--- Text section ---
In another time, before the current less-government thinking took control of Congress, Larsen probably could have gotten a hearing, if not a vote, from Hastings, but the kind of comity that once prevailed between the two parties (especially between members of the same state delegation) has dissolved into a “don’t even bother asking” attitude.
Because Cantwell is a subcommittee chair on the Senate Energy and Natural Resources Committee, she was a natural for Larsen to partner with on the Conservation Area bill; she successfully got then-ENR Chair Bingaman to hold a hearing, but enactment was still a long shot.
From the beginning, Larsen and Cantwell must have pursued Presidential-designation of the National Monument under the Teddy Roosevelt-era Antiquities Act. Because many National Monument designations have been controversial (some have even resulted in bills being introduced to limit the size of Monuments to 5,000 acres or less), the full support of the Interior Department was necessary – and that was achieved at least in part because Cantwell’s committee is the budget authorization committee for Interior. (“Authorization” authority is held by the relevant standing committee; actual “appropriation” is handled by the Appropriations Committee.)

When Cantwell successfully prevailed upon Salazar to visit NW Washington in early 2012, that was a signal to everyone that the monument designation was on track. Even though Doc Hastings went public with objections to the designation, Larsen and Cantwell persevered: Obama signed the Executive Order on March 25, 2013.

(Hastings’ principled stance against the National Monument may end up costing him politically. His bill to create road access to the top of Rattlesnake Mountain in the Hanford Reach National Monument was passed earlier this year by the House. Its fate in the Senate Energy and Natural Resources Committee is uncertain.)

The National Monument episode not only shows that there are multiple paths to getting things done in Congress, it also illustrates one reason why Republicans are so intent on winning the presidency in 2016.

5. Ironically, the off-year election year for Hospital District Commissioner in San Juan County, which is usually about as exciting as the election of Cemetery Commissioner, will probably get statewide media attention, and may get national attention.

The issue which may put the election in the national news is Attorney General Bob Ferguson’s opinion that public hospital districts must comply with Washington law on reproductive rights, specifically RCW 9.02.100 and related sections, approved by the people as Initiative 120 in 1991. Also, acccording to RCW 9.02.150, “No person or private medical facility may be required by law or contract in any circumstances to participate in the performance of an abortion if such person or private medical facility objects to so doing.”

Whether the right to an abortion (or any reproductive service) trumps RCW 9.02.150 may be a question to be decided in court. Any legal wrangling that ensues will certainly also involve Article 11 of the state Constitution, which states, in part: “No public money or property shall be appropriated for or applied to any religious worship, exercise or instruction, or the support of any religious establishment.”

The AG opinion was written in response to a written request by Sen. Kevin Ranker that referred to the contract between the Hospital District 1 and PeaceHealth, the owner and operator of Peace Island Hospital and Medical Clinic. The contract, which provides about $1 million per year to Peace Island, is silent on provision of reproductive services, which under Initiative 120 includes abortion and birth control.

Up until now, the hospital district has deflected the issue, but the commissioners may be forced into a more definitive position if Monica Harrington and her cadre of reproductive activists continue to apply pressure.

The election will be contested by former County Councilman Howie Rosenfeld and longtime San Juan Islander Mark Schwinge. Both have been asked by The Journal to address the issue.
--- Material supplied ---
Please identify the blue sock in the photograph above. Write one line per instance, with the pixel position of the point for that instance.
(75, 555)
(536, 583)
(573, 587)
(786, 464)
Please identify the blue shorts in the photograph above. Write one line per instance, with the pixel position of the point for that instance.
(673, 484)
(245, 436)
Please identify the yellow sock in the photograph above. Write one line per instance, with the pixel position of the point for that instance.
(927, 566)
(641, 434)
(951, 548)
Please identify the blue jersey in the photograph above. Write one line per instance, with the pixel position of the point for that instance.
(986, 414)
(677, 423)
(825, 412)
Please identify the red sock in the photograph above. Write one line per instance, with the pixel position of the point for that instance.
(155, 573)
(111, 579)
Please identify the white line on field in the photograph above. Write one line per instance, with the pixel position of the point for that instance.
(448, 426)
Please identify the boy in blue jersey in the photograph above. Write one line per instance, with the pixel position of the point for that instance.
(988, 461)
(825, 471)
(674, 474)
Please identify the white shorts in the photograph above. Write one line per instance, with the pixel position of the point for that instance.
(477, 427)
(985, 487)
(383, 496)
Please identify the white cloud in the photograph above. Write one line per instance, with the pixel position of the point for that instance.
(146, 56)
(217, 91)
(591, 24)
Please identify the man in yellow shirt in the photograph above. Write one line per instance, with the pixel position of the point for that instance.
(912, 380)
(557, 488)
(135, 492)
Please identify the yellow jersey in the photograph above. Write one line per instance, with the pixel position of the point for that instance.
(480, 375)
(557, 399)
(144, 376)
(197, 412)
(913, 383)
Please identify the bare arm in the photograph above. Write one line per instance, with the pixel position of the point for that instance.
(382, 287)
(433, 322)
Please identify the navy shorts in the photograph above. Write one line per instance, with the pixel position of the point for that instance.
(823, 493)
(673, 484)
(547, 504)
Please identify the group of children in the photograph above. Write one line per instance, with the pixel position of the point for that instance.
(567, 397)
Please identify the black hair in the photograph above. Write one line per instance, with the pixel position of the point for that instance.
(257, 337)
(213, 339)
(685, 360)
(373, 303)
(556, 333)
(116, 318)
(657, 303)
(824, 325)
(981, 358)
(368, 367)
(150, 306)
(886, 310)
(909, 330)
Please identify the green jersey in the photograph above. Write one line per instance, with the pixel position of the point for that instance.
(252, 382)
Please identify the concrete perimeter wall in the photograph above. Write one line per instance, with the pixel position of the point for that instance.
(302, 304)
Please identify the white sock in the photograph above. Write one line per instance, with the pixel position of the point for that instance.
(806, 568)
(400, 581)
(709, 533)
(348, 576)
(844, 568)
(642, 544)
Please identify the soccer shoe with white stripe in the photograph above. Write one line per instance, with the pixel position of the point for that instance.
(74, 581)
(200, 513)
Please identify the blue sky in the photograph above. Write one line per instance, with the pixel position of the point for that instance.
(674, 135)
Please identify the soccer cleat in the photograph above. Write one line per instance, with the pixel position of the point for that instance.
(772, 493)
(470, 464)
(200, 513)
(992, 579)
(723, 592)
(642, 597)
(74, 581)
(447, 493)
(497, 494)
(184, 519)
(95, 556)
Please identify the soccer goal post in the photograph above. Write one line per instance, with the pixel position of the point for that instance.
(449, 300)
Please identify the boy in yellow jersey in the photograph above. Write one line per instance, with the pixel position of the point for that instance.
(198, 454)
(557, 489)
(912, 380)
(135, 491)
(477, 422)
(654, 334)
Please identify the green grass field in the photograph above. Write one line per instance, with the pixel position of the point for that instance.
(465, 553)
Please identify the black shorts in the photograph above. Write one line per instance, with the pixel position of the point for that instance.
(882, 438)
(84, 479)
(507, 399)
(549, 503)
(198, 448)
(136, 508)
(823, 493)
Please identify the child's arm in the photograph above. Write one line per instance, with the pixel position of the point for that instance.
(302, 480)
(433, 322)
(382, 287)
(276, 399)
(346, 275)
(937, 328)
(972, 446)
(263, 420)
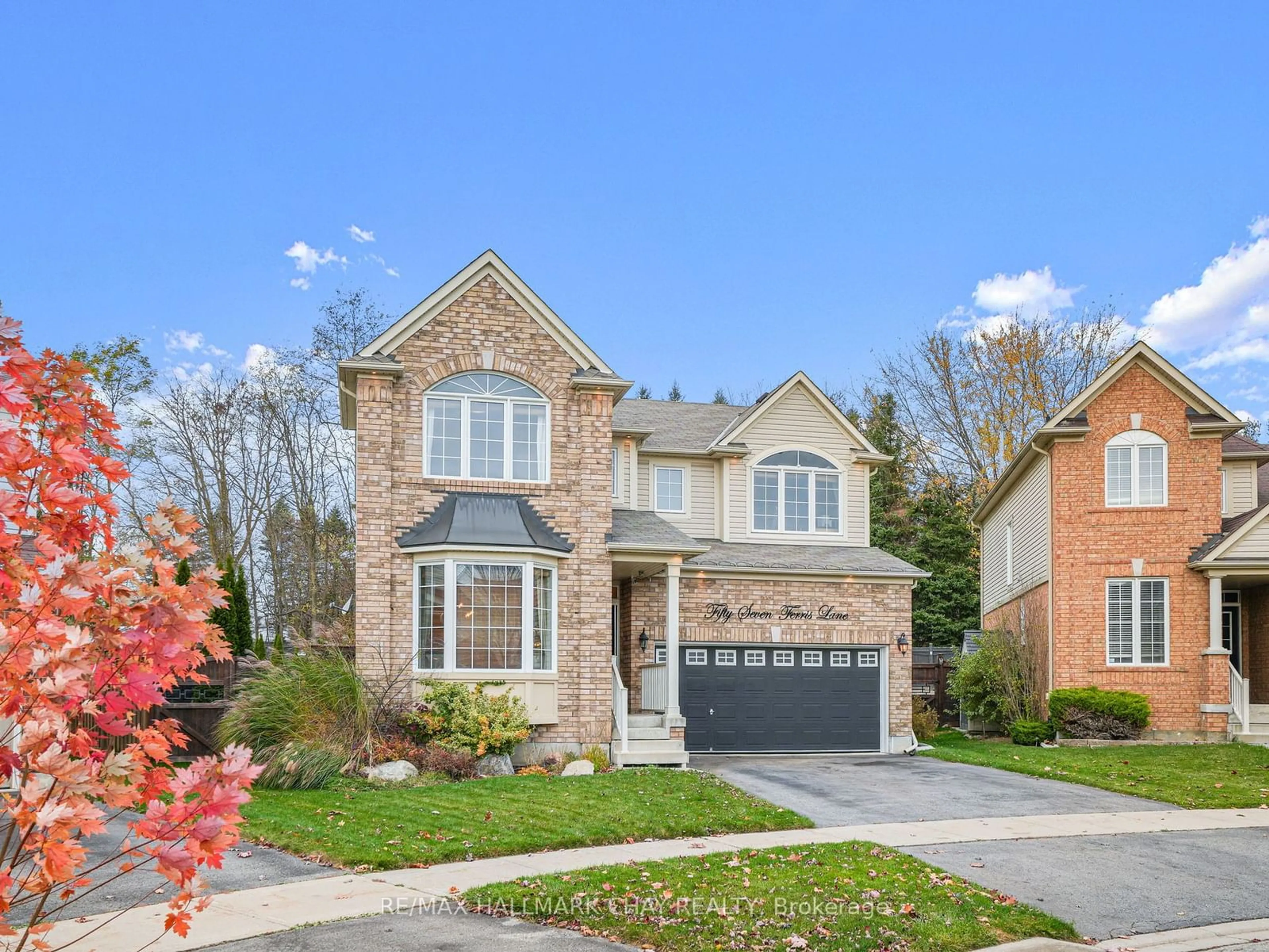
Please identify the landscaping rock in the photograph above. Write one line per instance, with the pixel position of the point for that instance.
(494, 766)
(394, 770)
---
Instructions>
1. Reproduce the passage of the commentary that opens with the words "The AG opinion" and closes with "and birth control.".
2. Answer these questions from the commentary, one per line:
(a) On what date did Obama sign the Executive Order designating the National Monument?
(b) In what year did the people approve Initiative 120?
(c) About how much money per year does the contract between Hospital District 1 and PeaceHealth provide to Peace Island?
Nothing in the listing is needed for this work.

Solutions to the tasks>
1.
The AG opinion was written in response to a written request by Sen. Kevin Ranker that referred to the contract between the Hospital District 1 and PeaceHealth, the owner and operator of Peace Island Hospital and Medical Clinic. The contract, which provides about $1 million per year to Peace Island, is silent on provision of reproductive services, which under Initiative 120 includes abortion and birth control.

2.
(a) March 25, 2013
(b) 1991
(c) About $1 million per year